(Dataset entries about object locations)
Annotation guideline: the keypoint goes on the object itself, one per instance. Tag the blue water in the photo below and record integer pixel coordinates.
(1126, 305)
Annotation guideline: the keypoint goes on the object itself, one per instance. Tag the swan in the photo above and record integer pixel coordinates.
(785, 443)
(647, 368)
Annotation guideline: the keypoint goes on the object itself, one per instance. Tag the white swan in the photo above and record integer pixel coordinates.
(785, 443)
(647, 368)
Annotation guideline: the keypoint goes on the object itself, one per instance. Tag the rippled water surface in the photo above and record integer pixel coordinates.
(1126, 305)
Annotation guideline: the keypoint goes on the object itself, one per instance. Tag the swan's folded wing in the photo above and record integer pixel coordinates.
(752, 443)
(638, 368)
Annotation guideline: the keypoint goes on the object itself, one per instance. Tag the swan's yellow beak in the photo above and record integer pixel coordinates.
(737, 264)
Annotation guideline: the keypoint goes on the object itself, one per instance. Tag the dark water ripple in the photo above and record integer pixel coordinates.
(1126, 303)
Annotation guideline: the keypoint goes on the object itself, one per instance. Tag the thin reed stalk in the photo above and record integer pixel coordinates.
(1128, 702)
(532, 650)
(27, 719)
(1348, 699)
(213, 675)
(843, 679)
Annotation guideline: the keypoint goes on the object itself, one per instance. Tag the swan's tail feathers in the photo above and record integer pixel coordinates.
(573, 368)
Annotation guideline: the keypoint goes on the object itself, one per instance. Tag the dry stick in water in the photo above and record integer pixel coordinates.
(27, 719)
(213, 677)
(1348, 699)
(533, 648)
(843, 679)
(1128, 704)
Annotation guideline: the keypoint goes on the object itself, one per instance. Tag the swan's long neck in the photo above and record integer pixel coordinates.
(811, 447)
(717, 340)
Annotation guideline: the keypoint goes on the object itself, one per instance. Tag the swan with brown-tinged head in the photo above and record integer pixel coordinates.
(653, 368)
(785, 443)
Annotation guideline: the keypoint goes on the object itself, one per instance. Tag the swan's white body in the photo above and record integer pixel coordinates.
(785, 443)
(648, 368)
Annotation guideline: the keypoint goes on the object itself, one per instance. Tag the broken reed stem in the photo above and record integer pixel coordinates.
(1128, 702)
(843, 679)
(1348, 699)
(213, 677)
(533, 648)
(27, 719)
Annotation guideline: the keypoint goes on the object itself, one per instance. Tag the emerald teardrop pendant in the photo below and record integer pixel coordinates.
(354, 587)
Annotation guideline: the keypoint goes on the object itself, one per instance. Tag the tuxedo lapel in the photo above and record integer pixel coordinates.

» Set problem
Edit the entries above by replacing "integer pixel coordinates" with "whole-number pixel coordinates" wherever it occurs. Keep everything else unchanged.

» The output
Annotation guideline: the keypoint goes on the object itself, one per instance. Tag the blue water in the photo below and record whole-number pixel coordinates.
(1126, 305)
Annotation guideline: the keypoint goes on the object itself, one per instance. Tag the swan in the photo above and record whole-number pixel coordinates.
(785, 443)
(647, 368)
Annotation guideline: the keypoint goes on the object itself, one per instance. Tag the white swan in the photo above and record whole-number pixel coordinates.
(785, 443)
(647, 368)
Annotation guideline: the keypoint goes on the object itself, one per instance. Tag the rippled water surface in the photo above and record whole-number pixel coordinates.
(1126, 305)
Annotation guideline: the keypoint goes on the object itself, one per instance. Tag the swan's folded wing in the photo above and record whole-number pixel coordinates.
(752, 443)
(638, 368)
Annotation guideline: the keypoint goes on the object itself, one per instance. Tag the swan's yellow beak in the photo above and record whole-number pixel coordinates.
(737, 264)
Annotation guideline: the keypoint goes on the object itself, one per instance. Tag the dark water ripple in the photo above and record whole-number pixel coordinates.
(1126, 303)
Annotation guideline: the keypoint goes on the object itself, one per instance. Tag the thin reed stalk in the photo above and record whole-number pixel coordinates.
(1128, 702)
(532, 650)
(27, 719)
(1348, 699)
(213, 675)
(843, 679)
Annotation guideline: the keypoint goes on the object itself, one per instance. Tag the swan's tail feathers in the photo above and record whole-number pixel coordinates.
(573, 368)
Annotation guideline: the keypoint goes on the object itself, one per instance. Tag the dry stick in water in the photo above and record whole-number pixel coordinates.
(27, 719)
(213, 677)
(1348, 699)
(533, 648)
(843, 679)
(1128, 704)
Annotation guideline: the keypoint goes on the object itself, one per instance. Tag the swan's long neck in the photo above and record whole-number pixel coordinates.
(811, 447)
(717, 340)
Annotation guideline: the keypoint goes on the object itself, one per instance. Tag the swan with brown-tinged head in the photo above and record whole-number pixel coordinates.
(653, 368)
(785, 443)
Annotation guideline: the keypoint goes on the object itself, one per instance. Tag the swan's white body in the photo above and record whole-number pixel coordinates.
(785, 443)
(648, 368)
Annotation guideline: the keypoint goes on the object itself, one per instance. Tag the broken reed stem in the photo above and record whole-number pixel coordinates.
(1128, 702)
(843, 679)
(1348, 699)
(213, 677)
(533, 648)
(27, 719)
Annotation guideline: the keypoint goes on the object itself, one per instance. Tag the emerald teardrop pendant in the photo below and record whole-number pixel coordinates.
(354, 587)
Annotation guideline: the keypoint goes on the object itself, one per instance. Tag the tuxedo lapel in the photo above and record whole-number pixel coordinates.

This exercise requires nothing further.